WHAT YOU SHOULD DO ▸ Render every line of the records below as a numbered list, leaving out any blank lines.

PROVIDED INFORMATION ▸
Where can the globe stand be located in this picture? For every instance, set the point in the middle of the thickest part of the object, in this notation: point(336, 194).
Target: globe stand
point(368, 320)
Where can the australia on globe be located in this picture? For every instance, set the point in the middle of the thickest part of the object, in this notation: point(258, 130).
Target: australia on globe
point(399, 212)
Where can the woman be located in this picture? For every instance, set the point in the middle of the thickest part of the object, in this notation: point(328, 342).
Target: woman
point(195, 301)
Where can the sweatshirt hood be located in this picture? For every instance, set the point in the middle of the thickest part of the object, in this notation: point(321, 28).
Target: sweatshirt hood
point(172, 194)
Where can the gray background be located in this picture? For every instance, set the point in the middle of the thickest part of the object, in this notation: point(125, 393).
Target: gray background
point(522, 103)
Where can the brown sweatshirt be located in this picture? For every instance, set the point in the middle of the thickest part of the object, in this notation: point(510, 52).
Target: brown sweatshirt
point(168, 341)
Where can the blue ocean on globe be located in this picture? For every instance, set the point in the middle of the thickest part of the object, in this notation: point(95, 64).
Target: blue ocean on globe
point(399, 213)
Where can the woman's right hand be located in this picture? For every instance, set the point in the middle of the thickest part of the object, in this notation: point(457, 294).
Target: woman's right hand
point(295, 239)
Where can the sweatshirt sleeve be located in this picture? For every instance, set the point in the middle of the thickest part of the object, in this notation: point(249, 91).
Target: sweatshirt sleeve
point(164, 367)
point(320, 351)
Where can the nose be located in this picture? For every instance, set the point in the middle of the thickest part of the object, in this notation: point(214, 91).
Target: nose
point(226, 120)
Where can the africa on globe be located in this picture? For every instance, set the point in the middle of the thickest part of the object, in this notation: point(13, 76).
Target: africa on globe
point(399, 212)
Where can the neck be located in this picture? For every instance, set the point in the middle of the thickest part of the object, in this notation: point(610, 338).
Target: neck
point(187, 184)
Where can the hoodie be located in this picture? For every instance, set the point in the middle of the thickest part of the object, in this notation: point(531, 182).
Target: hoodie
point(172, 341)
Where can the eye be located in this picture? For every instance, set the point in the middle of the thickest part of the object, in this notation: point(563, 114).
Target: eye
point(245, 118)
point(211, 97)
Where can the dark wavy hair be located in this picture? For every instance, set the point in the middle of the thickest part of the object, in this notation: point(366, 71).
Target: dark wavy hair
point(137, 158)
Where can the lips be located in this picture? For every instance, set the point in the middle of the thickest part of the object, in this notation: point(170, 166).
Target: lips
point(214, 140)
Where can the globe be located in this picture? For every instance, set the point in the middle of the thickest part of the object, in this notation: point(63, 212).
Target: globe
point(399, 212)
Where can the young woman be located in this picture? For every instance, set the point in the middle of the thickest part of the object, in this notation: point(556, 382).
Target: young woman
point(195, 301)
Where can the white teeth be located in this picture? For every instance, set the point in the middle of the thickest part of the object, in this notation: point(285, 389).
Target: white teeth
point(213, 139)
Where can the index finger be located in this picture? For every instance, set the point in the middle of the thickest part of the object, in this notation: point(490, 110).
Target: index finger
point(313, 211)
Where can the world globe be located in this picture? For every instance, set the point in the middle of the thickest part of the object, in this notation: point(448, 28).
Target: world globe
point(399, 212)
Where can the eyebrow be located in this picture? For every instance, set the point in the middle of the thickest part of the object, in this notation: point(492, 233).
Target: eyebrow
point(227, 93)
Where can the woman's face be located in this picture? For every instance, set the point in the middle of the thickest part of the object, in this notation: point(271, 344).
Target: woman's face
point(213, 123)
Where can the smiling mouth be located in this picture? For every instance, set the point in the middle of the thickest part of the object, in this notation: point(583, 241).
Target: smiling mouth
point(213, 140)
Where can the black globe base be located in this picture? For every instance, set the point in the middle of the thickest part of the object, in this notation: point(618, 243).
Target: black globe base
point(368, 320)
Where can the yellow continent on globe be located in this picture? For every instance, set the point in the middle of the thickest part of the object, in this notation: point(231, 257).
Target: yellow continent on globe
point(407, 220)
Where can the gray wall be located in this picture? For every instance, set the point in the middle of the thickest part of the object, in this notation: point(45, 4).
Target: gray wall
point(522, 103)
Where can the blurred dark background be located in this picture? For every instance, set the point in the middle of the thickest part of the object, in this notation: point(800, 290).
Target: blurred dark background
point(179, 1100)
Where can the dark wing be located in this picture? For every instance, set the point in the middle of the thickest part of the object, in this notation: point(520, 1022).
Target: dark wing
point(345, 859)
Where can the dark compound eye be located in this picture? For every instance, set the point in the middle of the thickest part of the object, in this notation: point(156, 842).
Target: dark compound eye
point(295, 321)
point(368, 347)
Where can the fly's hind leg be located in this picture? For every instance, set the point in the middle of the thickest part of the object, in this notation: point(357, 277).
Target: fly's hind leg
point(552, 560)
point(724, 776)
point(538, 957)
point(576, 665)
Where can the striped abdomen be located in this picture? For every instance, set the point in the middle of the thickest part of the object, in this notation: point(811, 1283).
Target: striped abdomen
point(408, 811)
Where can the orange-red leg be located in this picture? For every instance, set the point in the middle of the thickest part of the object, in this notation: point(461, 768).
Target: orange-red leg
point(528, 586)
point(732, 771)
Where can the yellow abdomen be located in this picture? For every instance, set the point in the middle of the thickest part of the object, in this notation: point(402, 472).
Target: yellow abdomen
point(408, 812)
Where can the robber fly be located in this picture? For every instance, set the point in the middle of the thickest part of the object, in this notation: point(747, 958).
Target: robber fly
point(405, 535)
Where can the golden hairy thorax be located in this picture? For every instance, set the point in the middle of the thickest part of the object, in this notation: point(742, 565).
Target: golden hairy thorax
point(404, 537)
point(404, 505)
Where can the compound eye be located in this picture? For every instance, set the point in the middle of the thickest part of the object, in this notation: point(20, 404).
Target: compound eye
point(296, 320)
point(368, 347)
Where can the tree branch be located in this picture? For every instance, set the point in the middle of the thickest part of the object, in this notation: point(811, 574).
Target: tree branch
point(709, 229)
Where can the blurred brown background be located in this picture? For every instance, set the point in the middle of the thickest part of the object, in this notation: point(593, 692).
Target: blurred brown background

TASK ANSWER ▸
1. Where can the globe stand be located in this picture? For every instance, set the point in the middle of the thickest part of the object, in this notation: point(336, 194).
2. Target: globe stand
3. point(368, 320)
4. Where can the australia on globe be located in this picture? For every instance, set the point in the middle of the thickest part of the object, in this notation: point(258, 130).
5. Target: australia on globe
6. point(399, 212)
7. Where can the woman be located in this picture? For every instance, set the point in the middle of the thickest part of the object, in this notation: point(328, 342).
8. Target: woman
9. point(195, 301)
10. Where can the sweatshirt hood be located in this picture? For every instance, set the point in the middle of the thickest part of the object, in this notation: point(321, 28).
11. Target: sweatshirt hood
12. point(172, 194)
13. Where can the gray background be located in this picture? For every instance, set the point in the middle of the thickest part of the object, in this notation: point(125, 393).
14. Target: gray background
15. point(522, 103)
16. Where can the brown sweatshirt be located in this picture? For every instance, set the point in the middle of the thickest part of the object, in this notation: point(510, 52).
17. Target: brown sweatshirt
18. point(168, 341)
19. Where can the blue ocean on globe be located in this picture? For every instance, set the point in the middle of the thickest part of the object, in this notation: point(95, 64).
20. Target: blue ocean on globe
21. point(399, 213)
22. Where can the woman's right hand be located in this picture? For every instance, set the point in the middle of the thickest part of the object, in this notation: point(457, 294).
23. Target: woman's right hand
24. point(295, 239)
25. Where can the sweatshirt sleeve be located in this picture? For every instance, set the point in the middle of the thickest part of the object, in this notation: point(249, 91).
26. Target: sweatshirt sleeve
27. point(164, 367)
28. point(320, 351)
29. Where can the nose be located in this picture? For every instance, set the point in the middle of the thickest part of the object, in this notation: point(214, 91).
30. Target: nose
31. point(226, 120)
32. Where can the africa on globe be located in this picture? For every instance, set the point in the middle of the thickest part of the object, in this notation: point(13, 76).
33. Target: africa on globe
34. point(399, 212)
35. Where can the neck be located in this picture? For every instance, set the point in the middle of the thickest part of the object, in this notation: point(610, 338).
36. Target: neck
37. point(187, 184)
38. Where can the hoodie be located in this picture? For every instance, set the point in the middle of the thickest part of the object, in this notation: point(531, 182).
39. Target: hoodie
40. point(172, 341)
41. Where can the eye be located in this picture? For every instance, set the point in the middle of the thickest part of the object, in this notation: point(563, 114).
42. Target: eye
43. point(245, 118)
44. point(211, 97)
45. Where can the dark wavy hair be located in this picture? For every instance, set the point in the middle of the thickest part of the object, in this notation: point(366, 71).
46. Target: dark wavy hair
47. point(137, 158)
48. Where can the lips be located in this picture? For every instance, set the point in the middle of the thickest part of the object, in this notation: point(170, 166).
49. Target: lips
50. point(214, 140)
51. Where can the globe be located in this picture? For every instance, set the point in the middle of the thickest part of the object, in this notation: point(63, 212).
52. Target: globe
53. point(399, 212)
54. Where can the young woman be located in this picture? For every instance, set the point in the middle of the thickest part of the object, in this notation: point(556, 382).
55. Target: young woman
56. point(195, 301)
57. Where can the white teeth be located in this picture? For every instance, set the point in the middle of the thickest part of the object, in this notation: point(285, 389).
58. Target: white teeth
59. point(213, 139)
60. Where can the index finger be located in this picture? For every instance, set the point in the middle of the thickest part of the object, in this notation: point(490, 110).
61. Target: index finger
62. point(313, 211)
63. Where can the world globe be located in this picture? For every instance, set the point in the middle of the thickest part of the object, in this notation: point(448, 28).
64. Target: world globe
65. point(399, 212)
66. Where can the eyebrow be located in this picture? For every instance, set the point in the middle of the thickest part of the object, in this notation: point(492, 233).
67. Target: eyebrow
68. point(227, 93)
69. Where can the woman's face be located in this picture? For every instance, set the point in the middle of the thickest part of the object, in this notation: point(271, 344).
70. Target: woman's face
71. point(213, 123)
72. Where can the smiling mouth be located in this picture? For every instance, set the point in the middle of the thickest part of the object, in this notation: point(583, 241).
73. Target: smiling mouth
74. point(213, 140)
75. Where can the black globe base be located in this picture? For every instance, set the point in the middle of the thickest part of the object, in this notation: point(618, 243).
76. Target: black globe base
77. point(368, 320)
78. Where can the yellow continent on globe be located in this picture? For every instance, set the point in the middle of the thickest part of the object, in this notation: point(231, 257).
79. Target: yellow continent on globe
80. point(407, 220)
81. Where can the gray wall be located in this picture? For every instance, set the point in the middle of the thickest part of the object, in this notation: point(45, 4).
82. Target: gray wall
83. point(522, 103)
84. Where can the blurred dark background be located in this picture? For every instance, set the point in the middle of the thickest part of the object, in this notation: point(800, 290).
85. Target: blurred dark background
86. point(179, 1100)
87. Where can the dark wing be located in this picture? For every instance, set the point in the middle of the thickest part of the object, in this notation: point(520, 1022).
88. Target: dark wing
89. point(345, 859)
90. Where can the dark compound eye be located in this picture? For every instance, set the point in the middle of the thickest part of the object, in this notation: point(156, 842).
91. Target: dark compound eye
92. point(295, 321)
93. point(368, 347)
94. Where can the fly's hind leg be located in this picture? For every instance, set the point in the middle of the thickest part of the object, in this notation: point(357, 277).
95. Target: fly's hind leg
96. point(552, 560)
97. point(724, 776)
98. point(538, 957)
99. point(576, 665)
100. Where can the striped abdomen be located in this picture? For every instance, set the point in the middle of the thickest part of the object, in this notation: point(811, 1283).
101. Target: striped abdomen
102. point(408, 811)
103. Where can the orange-red leg be located in this picture? For every instance, set the point in the middle of the thickest part of the object, in this notation: point(461, 768).
104. Target: orange-red leg
105. point(528, 586)
106. point(732, 771)
107. Where can the yellow abdomen be located in this picture? For every instance, set the point in the middle of the thickest part of the object, in this notation: point(402, 472).
108. Target: yellow abdomen
109. point(408, 812)
110. Where can the robber fly be located in this picture? For every instance, set the point in the middle of the thickest part of the object, in this notation: point(747, 958).
111. Target: robber fly
112. point(405, 535)
113. Where can the golden hairy thorax be located in this picture? For every instance, set the point in the middle of the thickest part of the object, in this notation: point(742, 565).
114. Target: golden hairy thorax
115. point(404, 537)
116. point(404, 505)
117. Where can the compound eye be located in this picture? For every instance, set the point in the middle of the thickest part of the object, in this notation: point(20, 404).
118. Target: compound eye
119. point(296, 320)
120. point(368, 347)
121. Where can the tree branch be located in this picture? For every instance, set the point in the middle of the thickest part of the object, in this notation: point(811, 574).
122. Target: tree branch
123. point(709, 229)
124. Where can the blurred brown background be located in this picture? For every instance, set the point in the middle of the thickest part of the object, in this notation: point(593, 692).
125. Target: blurred brown background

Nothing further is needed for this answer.